Alliance & Leicester&#39s admission that it will restrict the number of principals it deals with after M-Day has prompted concerns as to whether it and other lenders are ready for October 31 and beyond.

A&L says that while it has a serious commitment to both lenders and brokers, its top priority is to be compliant.

Head of mortgage intermediaries Mehrdad Yousefi says: “We are not in a position to trade with every principal from day one. It would be irresponsible for a lender to say it can deal with everyone.”

Some industry figures have suggested that the cost of having compliant back-office systems is causing headaches for many lenders but Yousefi is confident that A&L is on track.

He says: “We can guarantee we will be ready for mortgage regulation. The only thing holding us back is the fact that many intermediaries still do not know their FSA numbers and are still relying on MCCB numbers.”

Whitehall managing director Ian McIvor says he suspects that some of the more established lenders which have had to have a complete overhaul of their systems may not be prepared.

McIvor has been surprised by the number of lenders which are not ready to pay procurement fees directly to the network and not to each individual. He says: “Mortgage companies are still far behind with their systems. It quite likely comes down a question of cost.”

But Charcol technical director Ray Boulger says the main problem may be stemming from the reconstruction of KFIs. Lenders have the option to pay the full procurement fee to the network or pay a portion of that fee to individuals.

He says: “KFIs have to list how much is being paid and to whom. If the procurement fee payments are being split into, say, two amounts, this has to be declared on the KFIs This could be an area where some lenders are under-prepared. I am sure some are quite late in the construction process.”

A&L says the restriction of the number of intermediaries it deals with has nothing to do with its back-office systems although it will look at restarting business in January with brokers it drops next month. The firm says it is clear it wants to maintain business with intermediaries with whom it has strong relationships and who will help to bring in profits.

Chadney Bulgin IFA David Thomas says he has been in a number of meetings with A&L and he believes it wants to cut off the bottom 20 per cent of brokers from whom it gets little business.

Thomas says: “It is obvious it wants to work with firms with which it has good relationships and with whom it can get business. But it is also understandable that it may not wish to continue with a broker who gives them only one mortgage a year.”

Alexander Hall chief operating officer Andy Pratt says there are several lenders contemplating a similar approach. He says lenders are trying to focus on key intermediaries and how they will work with them after M-Day.

But the question surroun-ding the issue is whether intermediaries can still confidently say they are offering whole of market advice if they are being restricted from dealing with certain lenders.

== == ==

WRITTEN EXERCISE 1 ▸ Convert the records between the line holding "of the hand?" and the end of the records, inclusive, into a two-column CSV with the columns request and outline. Include one row per request, with each field quoted and line breaks replaced by spaces.

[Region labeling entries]
== == ==

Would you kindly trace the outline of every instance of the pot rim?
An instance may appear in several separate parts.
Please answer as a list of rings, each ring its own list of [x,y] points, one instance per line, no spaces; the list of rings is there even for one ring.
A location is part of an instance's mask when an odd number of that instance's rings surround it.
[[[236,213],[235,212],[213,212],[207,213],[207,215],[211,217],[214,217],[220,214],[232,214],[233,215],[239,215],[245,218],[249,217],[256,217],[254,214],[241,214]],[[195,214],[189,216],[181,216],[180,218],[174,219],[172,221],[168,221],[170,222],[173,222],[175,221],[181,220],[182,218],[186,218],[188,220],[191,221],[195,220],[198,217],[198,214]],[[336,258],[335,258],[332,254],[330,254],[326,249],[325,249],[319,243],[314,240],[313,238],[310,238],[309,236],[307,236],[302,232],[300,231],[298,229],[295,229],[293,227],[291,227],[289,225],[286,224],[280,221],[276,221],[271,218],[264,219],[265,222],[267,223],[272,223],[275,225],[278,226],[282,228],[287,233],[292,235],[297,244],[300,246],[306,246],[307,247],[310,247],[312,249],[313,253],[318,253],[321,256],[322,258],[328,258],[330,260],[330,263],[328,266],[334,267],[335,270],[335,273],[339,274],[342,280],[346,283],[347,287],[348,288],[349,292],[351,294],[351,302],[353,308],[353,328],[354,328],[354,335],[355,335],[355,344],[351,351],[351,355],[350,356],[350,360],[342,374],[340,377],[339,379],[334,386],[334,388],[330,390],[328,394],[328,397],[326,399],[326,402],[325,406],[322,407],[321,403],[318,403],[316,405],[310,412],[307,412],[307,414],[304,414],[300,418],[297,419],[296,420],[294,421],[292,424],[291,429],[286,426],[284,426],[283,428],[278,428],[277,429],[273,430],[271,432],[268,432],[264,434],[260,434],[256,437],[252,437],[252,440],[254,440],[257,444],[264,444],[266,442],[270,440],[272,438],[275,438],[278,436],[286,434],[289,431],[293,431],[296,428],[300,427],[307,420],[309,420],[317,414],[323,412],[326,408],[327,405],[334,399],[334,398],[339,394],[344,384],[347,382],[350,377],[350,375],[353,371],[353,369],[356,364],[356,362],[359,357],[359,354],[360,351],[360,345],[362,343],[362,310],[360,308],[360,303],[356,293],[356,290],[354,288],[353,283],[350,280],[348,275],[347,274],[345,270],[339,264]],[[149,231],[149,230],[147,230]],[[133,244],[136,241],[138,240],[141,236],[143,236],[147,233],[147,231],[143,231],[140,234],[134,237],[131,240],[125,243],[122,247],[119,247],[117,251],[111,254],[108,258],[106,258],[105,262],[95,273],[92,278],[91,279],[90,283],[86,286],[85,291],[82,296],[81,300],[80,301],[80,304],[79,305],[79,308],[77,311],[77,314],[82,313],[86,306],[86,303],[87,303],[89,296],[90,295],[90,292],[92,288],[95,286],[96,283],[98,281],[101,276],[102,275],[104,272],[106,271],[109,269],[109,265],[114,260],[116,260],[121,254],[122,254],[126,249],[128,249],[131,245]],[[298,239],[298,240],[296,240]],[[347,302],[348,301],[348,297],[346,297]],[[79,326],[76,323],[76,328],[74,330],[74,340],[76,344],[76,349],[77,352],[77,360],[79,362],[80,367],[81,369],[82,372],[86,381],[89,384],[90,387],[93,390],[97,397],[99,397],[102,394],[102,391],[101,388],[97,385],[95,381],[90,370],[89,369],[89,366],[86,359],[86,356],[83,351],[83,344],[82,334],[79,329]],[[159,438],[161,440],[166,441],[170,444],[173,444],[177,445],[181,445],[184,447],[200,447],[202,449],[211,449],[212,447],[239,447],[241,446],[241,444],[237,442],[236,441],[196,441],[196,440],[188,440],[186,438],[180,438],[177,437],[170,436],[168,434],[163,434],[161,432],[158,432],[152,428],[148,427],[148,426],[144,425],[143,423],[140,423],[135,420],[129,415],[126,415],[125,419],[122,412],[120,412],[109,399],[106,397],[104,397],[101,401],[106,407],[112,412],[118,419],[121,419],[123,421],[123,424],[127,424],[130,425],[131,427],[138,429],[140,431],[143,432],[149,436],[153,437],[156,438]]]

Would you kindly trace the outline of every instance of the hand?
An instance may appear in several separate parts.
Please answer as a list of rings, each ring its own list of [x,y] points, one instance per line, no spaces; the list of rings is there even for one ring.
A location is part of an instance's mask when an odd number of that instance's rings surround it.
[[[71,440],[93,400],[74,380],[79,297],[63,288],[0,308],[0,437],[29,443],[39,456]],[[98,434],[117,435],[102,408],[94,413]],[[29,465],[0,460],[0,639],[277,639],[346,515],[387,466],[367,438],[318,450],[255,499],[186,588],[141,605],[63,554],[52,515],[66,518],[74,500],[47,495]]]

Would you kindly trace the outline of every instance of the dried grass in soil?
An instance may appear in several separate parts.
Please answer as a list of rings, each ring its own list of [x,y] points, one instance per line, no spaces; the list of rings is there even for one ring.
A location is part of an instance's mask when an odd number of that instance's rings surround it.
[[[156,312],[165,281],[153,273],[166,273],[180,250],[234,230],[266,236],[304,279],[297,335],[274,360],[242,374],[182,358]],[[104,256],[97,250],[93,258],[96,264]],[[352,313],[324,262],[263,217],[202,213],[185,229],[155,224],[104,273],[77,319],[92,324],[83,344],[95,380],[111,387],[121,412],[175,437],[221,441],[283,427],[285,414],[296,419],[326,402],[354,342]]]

== == ==

WRITTEN EXERCISE 2 ▸ Reproduce the mortgage regulation article between "A&L says that" and "not be prepared.", inclusive, substituting "banks" for every occurrence of "lenders".

OUTPUT 1 ▸
request,outline
"Would you kindly trace the outline of every instance of the hand? An instance may appear in several separate parts. Please answer as a list of rings, each ring its own list of [x,y] points, one instance per line, no spaces; the list of rings is there even for one ring. A location is part of an instance's mask when an odd number of that instance's rings surround it.","[[[71,440],[93,400],[74,380],[79,297],[63,288],[0,308],[0,437],[29,443],[39,456]],[[98,434],[117,435],[102,408],[94,413]],[[29,465],[0,460],[0,639],[277,639],[346,515],[387,466],[367,438],[318,450],[255,499],[186,588],[141,605],[63,554],[52,515],[66,518],[74,500],[47,495]]]"
"Would you kindly trace the outline of every instance of the dried grass in soil? An instance may appear in several separate parts. Please answer as a list of rings, each ring its own list of [x,y] points, one instance per line, no spaces; the list of rings is there even for one ring. A location is part of an instance's mask when an odd number of that instance's rings surround it.","[[[156,312],[165,281],[153,273],[166,273],[180,250],[234,230],[266,236],[304,279],[297,335],[274,360],[242,374],[182,358]],[[104,256],[97,250],[93,258],[96,264]],[[352,313],[324,262],[263,217],[202,213],[185,229],[155,224],[104,273],[77,319],[92,324],[83,344],[95,380],[111,387],[121,412],[175,437],[221,441],[283,427],[285,414],[296,419],[326,402],[354,342]]]"

OUTPUT 2 ▸
A&L says that while it has a serious commitment to both banks and brokers, its top priority is to be compliant.

Head of mortgage intermediaries Mehrdad Yousefi says: “We are not in a position to trade with every principal from day one. It would be irresponsible for a lender to say it can deal with everyone.”

Some industry figures have suggested that the cost of having compliant back-office systems is causing headaches for many banks but Yousefi is confident that A&L is on track.

He says: “We can guarantee we will be ready for mortgage regulation. The only thing holding us back is the fact that many intermediaries still do not know their FSA numbers and are still relying on MCCB numbers.”

Whitehall managing director Ian McIvor says he suspects that some of the more established banks which have had to have a complete overhaul of their systems may not be prepared.